- _Available data_
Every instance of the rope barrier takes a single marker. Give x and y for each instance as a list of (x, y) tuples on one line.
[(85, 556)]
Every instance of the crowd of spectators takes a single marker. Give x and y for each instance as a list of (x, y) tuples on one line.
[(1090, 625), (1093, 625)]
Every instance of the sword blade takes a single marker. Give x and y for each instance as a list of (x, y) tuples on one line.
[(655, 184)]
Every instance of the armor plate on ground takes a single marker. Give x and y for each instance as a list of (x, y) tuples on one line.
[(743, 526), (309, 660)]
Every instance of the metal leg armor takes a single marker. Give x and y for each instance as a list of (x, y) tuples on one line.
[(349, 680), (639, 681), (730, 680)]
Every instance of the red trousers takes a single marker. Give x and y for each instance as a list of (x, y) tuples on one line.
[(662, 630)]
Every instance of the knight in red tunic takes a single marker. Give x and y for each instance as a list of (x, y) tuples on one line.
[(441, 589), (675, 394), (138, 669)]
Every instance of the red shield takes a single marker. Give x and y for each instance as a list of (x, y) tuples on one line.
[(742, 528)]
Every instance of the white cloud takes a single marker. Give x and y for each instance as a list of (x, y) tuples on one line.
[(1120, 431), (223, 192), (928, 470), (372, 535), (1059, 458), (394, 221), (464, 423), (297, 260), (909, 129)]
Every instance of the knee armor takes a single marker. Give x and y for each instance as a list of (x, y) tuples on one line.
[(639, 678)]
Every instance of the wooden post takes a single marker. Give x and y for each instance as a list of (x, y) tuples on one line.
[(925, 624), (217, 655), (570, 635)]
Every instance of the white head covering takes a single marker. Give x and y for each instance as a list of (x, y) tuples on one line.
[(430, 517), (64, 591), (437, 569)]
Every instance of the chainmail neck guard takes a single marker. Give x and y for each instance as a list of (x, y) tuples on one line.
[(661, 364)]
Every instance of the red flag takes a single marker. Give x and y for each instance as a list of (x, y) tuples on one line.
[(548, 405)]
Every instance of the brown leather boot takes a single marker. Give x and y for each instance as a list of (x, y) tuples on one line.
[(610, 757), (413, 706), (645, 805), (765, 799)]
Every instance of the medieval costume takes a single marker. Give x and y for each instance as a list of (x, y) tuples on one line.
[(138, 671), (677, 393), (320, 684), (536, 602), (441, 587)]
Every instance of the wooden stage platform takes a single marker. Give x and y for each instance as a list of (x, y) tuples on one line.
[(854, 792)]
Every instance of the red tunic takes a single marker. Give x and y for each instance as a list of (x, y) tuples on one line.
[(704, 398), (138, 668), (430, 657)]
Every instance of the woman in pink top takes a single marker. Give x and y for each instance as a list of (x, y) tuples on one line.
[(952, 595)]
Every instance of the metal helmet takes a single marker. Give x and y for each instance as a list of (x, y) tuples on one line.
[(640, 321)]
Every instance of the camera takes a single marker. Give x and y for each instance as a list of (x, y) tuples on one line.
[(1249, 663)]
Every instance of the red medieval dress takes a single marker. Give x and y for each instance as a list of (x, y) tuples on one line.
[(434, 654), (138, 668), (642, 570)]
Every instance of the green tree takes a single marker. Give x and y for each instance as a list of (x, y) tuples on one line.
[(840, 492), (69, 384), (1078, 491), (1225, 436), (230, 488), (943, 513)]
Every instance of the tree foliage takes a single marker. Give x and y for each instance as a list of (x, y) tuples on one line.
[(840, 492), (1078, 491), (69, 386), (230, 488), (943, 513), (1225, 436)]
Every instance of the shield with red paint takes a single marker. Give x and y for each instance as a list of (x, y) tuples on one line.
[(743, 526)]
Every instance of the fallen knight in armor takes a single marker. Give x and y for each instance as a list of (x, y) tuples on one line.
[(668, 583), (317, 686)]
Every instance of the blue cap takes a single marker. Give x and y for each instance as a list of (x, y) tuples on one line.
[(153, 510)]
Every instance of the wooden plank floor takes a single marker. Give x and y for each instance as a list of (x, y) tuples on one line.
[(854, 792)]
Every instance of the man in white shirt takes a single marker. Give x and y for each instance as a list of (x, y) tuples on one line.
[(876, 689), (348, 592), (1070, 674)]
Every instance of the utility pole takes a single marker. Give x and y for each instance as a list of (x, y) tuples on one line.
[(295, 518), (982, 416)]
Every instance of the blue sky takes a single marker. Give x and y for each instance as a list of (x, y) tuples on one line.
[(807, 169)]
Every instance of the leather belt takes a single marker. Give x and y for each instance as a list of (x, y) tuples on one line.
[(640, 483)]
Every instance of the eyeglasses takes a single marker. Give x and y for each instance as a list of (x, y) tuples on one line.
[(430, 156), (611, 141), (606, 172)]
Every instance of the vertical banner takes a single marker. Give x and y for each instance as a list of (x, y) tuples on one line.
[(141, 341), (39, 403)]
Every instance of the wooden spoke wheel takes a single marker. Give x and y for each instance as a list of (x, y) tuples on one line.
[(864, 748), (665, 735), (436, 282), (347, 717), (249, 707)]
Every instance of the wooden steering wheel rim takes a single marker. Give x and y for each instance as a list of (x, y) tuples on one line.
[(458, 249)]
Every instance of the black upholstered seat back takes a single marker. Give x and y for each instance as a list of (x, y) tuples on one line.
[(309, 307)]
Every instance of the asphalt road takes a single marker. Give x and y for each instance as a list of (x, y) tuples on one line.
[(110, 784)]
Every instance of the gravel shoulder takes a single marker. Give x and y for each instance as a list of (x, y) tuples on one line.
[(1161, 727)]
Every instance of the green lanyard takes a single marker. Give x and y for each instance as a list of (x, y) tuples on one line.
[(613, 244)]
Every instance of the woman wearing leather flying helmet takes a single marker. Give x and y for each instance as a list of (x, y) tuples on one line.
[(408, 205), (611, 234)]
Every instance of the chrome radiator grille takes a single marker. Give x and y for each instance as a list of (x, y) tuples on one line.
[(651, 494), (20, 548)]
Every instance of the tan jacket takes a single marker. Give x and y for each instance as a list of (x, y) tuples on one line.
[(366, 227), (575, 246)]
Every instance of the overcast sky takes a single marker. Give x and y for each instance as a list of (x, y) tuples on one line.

- _Task instructions_
From the preceding material, extract every line exactly.

- _Output of the task_
Every instance of the rope barrier takes a single marker. Give x and y for each instance as a list of (x, y) tuples on one line.
[(85, 556)]
Every instance of the crowd of spectators takes a single marker. Give x and y for each instance as a list of (x, y) tuples on one line.
[(1090, 625), (1093, 625)]
Every instance of the sword blade takes a single marker. Give x and y for each instance as a list of (x, y) tuples on one line.
[(655, 184)]
Every instance of the armor plate on ground takes a single marker. Give x and y for each instance as a list of (x, y) tuples on one line.
[(743, 526), (309, 660)]
Every instance of the metal leg armor takes a single marker. Give x and y for each instance as a list of (x, y) tuples on one line.
[(349, 680), (639, 681), (730, 680)]
Every instance of the red trousers takes a single marker. Give x and y for each instance as a list of (x, y) tuples on one line.
[(662, 630)]
Every instance of the knight in red tunic takes a single marker. Give x and y for each instance as a list of (x, y) tuples on one line.
[(441, 589), (675, 394), (138, 669)]
Every instance of the red shield takes a single marker. Give x and y for each instance as a list of (x, y) tuples on one line.
[(742, 528)]
Every instance of the white cloud takes a single marker. Give x and y for each instance as a list of (x, y) tuples on one line.
[(1120, 431), (223, 192), (928, 470), (372, 535), (1059, 458), (394, 221), (464, 423), (297, 260), (909, 129)]
Every instance of the knee armor takes a single marker. Give x and y for each instance as a list of (x, y) tuples on one line.
[(639, 678)]
Every instance of the wooden post takes a single marker. Give x and y for each instance as a list of (x, y) tuples on one line.
[(925, 624), (217, 655), (570, 635)]
Every instance of the white head covering takes a single marker. Give x and y for each instance as a list of (x, y) tuples on one line.
[(430, 517), (64, 591), (437, 569)]
Every instance of the chainmail neck guard takes a single marker. Give x and y for each instance as a list of (x, y) tuples on one line.
[(661, 364)]
Every instance of the red flag takes a single marker. Give x and y for each instance as a list of (x, y) tuples on one line.
[(548, 405)]
Every instance of the brown leather boot takes a single marker. Give x and y for each instance as a list of (x, y) tuples on one line.
[(610, 757), (413, 706), (645, 805), (765, 799)]
Every instance of the medieval costume takes a single marker. Give x and y for each instance as a list of (x, y) tuples on one line.
[(138, 671), (677, 393), (320, 684), (536, 602), (441, 587)]
Every instance of the wooden stage platform takes a single marker. Give x and y for each instance as a list of (x, y) tuples on one line.
[(854, 792)]
Every instance of the red tunic takes a single marker. Give x and y for each instance as a list of (x, y) tuples on one line.
[(704, 398), (138, 668), (430, 657)]
Every instance of the woman in pink top takes a single marker. Give x and y for each instance as a list of (x, y) tuples on one line.
[(952, 595)]
Every instance of the metal helmet takes a single marker. Give x and y for each instance as a list of (x, y) tuples on one line.
[(640, 321)]
Every instance of the camera takes a single marker. Give x and y for each instance as a list of (x, y) tuples on one line.
[(1249, 663)]
Every instance of the red medieval dress takes a single marker. Give x and y for each instance as a list of (x, y) tuples on one line.
[(434, 654), (138, 668), (642, 570)]
Every instance of the green tree takes a single marker. Give x and y for each instance as a list of (x, y) tuples on one line.
[(840, 492), (69, 384), (1078, 491), (1225, 436), (230, 488), (943, 513)]
Every instance of the tree foliage takes a single marker. Give x and y for each instance as a list of (x, y) tuples on one line.
[(840, 492), (1078, 491), (69, 386), (230, 488), (943, 513), (1225, 436)]
Every instance of the shield with red paint takes a single marker. Give x and y for each instance as a list of (x, y) tuples on one line.
[(743, 526)]
Every instance of the fallen knight in armor takes a single marker. Give x and y for each instance as a list of (x, y) tuples on one line.
[(668, 583), (317, 686)]
Every instance of the blue cap takes a single marker. Give x and y for each instance as a list of (x, y) tuples on one line.
[(153, 510)]
Every instance of the wooden plank floor takes a single marker. Give x and y for each instance as a list of (x, y) tuples on one line.
[(854, 792)]
Every instance of the man in white shirt takes a single marker. Give x and y for each instance as a list of (x, y) tuples on one line.
[(876, 689), (348, 592), (1070, 674)]
Every instance of the utility pole takes a single marker. Give x and y for each instance as a list of (x, y) tuples on one line.
[(295, 518), (982, 416)]
Every instance of the blue sky takes a single marker. Give x and y for each instance as a list of (x, y) tuples on one line.
[(807, 169)]
Every instance of the leather belt takes a single marker. Give x and y for each instance as a list of (x, y) tuples on one line.
[(640, 483)]
Every instance of the eyeglasses takes a single marker. Give x and y for each instance as a list of (x, y) tuples on one line.
[(430, 156), (611, 141), (606, 172)]
Every instance of the vertical banner takes a single marker. Give x and y for each instance as a list of (x, y) tuples on one line.
[(141, 341), (39, 403)]
Every instance of the wooden spoke wheel takes a single marker. Give x and y for each instance as a list of (x, y) tuples on one line.
[(864, 748), (665, 735), (436, 282), (347, 717), (249, 707)]
Every instance of the wooden steering wheel rim takes a single marker. Give x and y for each instance as a list of (x, y) tuples on one line.
[(458, 249)]
Every instance of the black upholstered seat back takes a single marker. Give x and y for each instance as a list of (x, y) tuples on one line.
[(309, 307)]
Every instance of the asphalt road takes a single marker. Give x and y for each instance as a list of (x, y) tuples on one line.
[(110, 784)]
Every instance of the gravel shoulder takes a single marker. Give x and y for each instance as a list of (x, y) tuples on one line.
[(1161, 727)]
Every instance of the green lanyard takes a single marker. Give x and y for each instance as a list of (x, y) tuples on one line.
[(613, 244)]
Every instance of the woman wearing leather flying helmet takes a single marker. Give x and y for each instance as a list of (x, y) tuples on one line.
[(408, 205), (611, 234)]
Every instance of the chrome radiator grille takes a single marker. Give x and y for each instance as a list of (x, y) tuples on one line.
[(651, 494), (20, 548)]
Every instance of the tan jacket takes a single marker. Give x and y for each instance as a list of (x, y) tuples on one line.
[(366, 227), (575, 246)]
Every instance of the overcast sky takes a single marker. Give x and y for each instance as a list of (x, y) tuples on one line.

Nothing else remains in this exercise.